> [Problem set]:
(a) How would you render this sentence from the overbreadth excerpt in Spanish: "Plaintiffs’ Amended Complaint also asserts a facial overbreadth First Amendment challenge."
(b) Can you write the next few sentences of the overbreadth excerpt, picking up right after its final sentence?

> [Excerpt to read]:

Plaintiffs’ Amended Complaint also asserts a facial overbreadth First Amendment challenge. To assert a facial over-breadth claim, a plaintiff must demonstrate that the challenged law (1) “could never be applied in a valid manner,” or (2) that even though it may be validly applied to some, “it nevertheless is so broad that it may inhibit the constitutionally protected speech of third parties.” N.Y. State Club Ass’n, Inc. v. City of New York, 487 U.S. 1, 11, 108 S.Ct. 2225, 101 L.Ed.2d 1 (1988) (citations omitted). Plaintiffs’ overbreadth challenge appears to fall under the latter category, providing the three above-mentioned examples of third parties who would be hable under the statutes, notwithstanding the apparent innocence or justification of their activities.

[Image point grounding data]

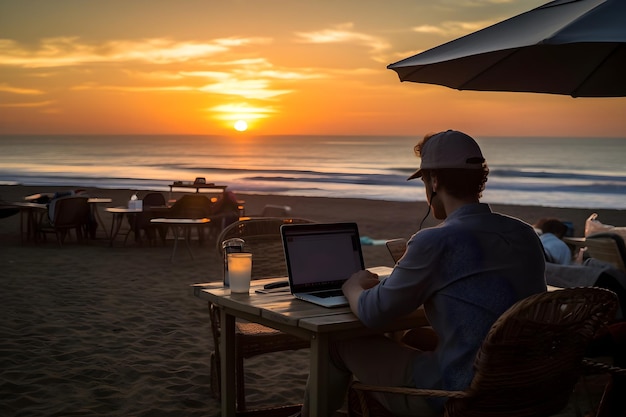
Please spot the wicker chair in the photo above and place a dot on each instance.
(528, 364)
(262, 238)
(70, 213)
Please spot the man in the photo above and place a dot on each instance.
(465, 272)
(552, 232)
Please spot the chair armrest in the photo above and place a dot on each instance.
(594, 367)
(359, 386)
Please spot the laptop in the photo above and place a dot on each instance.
(320, 257)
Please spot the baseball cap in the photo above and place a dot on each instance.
(449, 149)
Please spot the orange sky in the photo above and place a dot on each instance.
(284, 66)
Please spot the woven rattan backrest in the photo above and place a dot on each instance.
(71, 212)
(532, 357)
(263, 240)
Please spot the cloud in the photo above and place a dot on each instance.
(28, 105)
(71, 51)
(343, 33)
(236, 111)
(5, 88)
(453, 28)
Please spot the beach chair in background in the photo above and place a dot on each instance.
(273, 210)
(191, 206)
(262, 238)
(153, 206)
(528, 364)
(70, 213)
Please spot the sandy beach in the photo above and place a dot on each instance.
(93, 330)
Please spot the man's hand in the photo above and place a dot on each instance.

> [Answers]:
(a) La demanda enmendada de los demandantes también plantea una impugnación facial por amplitud excesiva al amparo de la Primera Enmienda.

(b)
“The ‘mere fact that one can conceive of some impermissible applications of a statute is not sufficient to render it susceptible to an overbreadth challenge.’” United States v. Williams, 553 U.S. 285, 301, 128 S.Ct. 1830, 170 L.Ed.2d 650 (2008) (quoting Members of City Council of Los Angeles v. Taxpayers for Vincent, 466 U.S. 789, 800, 104 S.Ct. 2118, 80 L.Ed.2d 772 (1984)). The court must find “a realistic danger that the statute itself wih significantly compromise recognized First Amendment protections of parties not before the Court.” N.Y. State Club Ass’n, Inc., 487 U.S. at 11, 108 S.Ct. 2225 (citation omitted). The claimant bears the burden of demonstrating the law’s application to protected speech is substantially overbroad, not only in an absolute sense, but also relative to the scope of the law’s plainly legitimate applications. Virginia v. Hicks, 539 U.S. 113, 119-120, 123 S.Ct. 2191, 156 L.Ed.2d 148 (2003) (citations omitted). The overbreadth doctrine is “strong medicine,” used “sparingly” and applied only as “a last resort.” Broadrick v. Oklahoma, 413 U.S. 601, 613, 93 S.Ct. 2908, 37 L.Ed.2d 830 (1973). Such medicine is not warranted in this case.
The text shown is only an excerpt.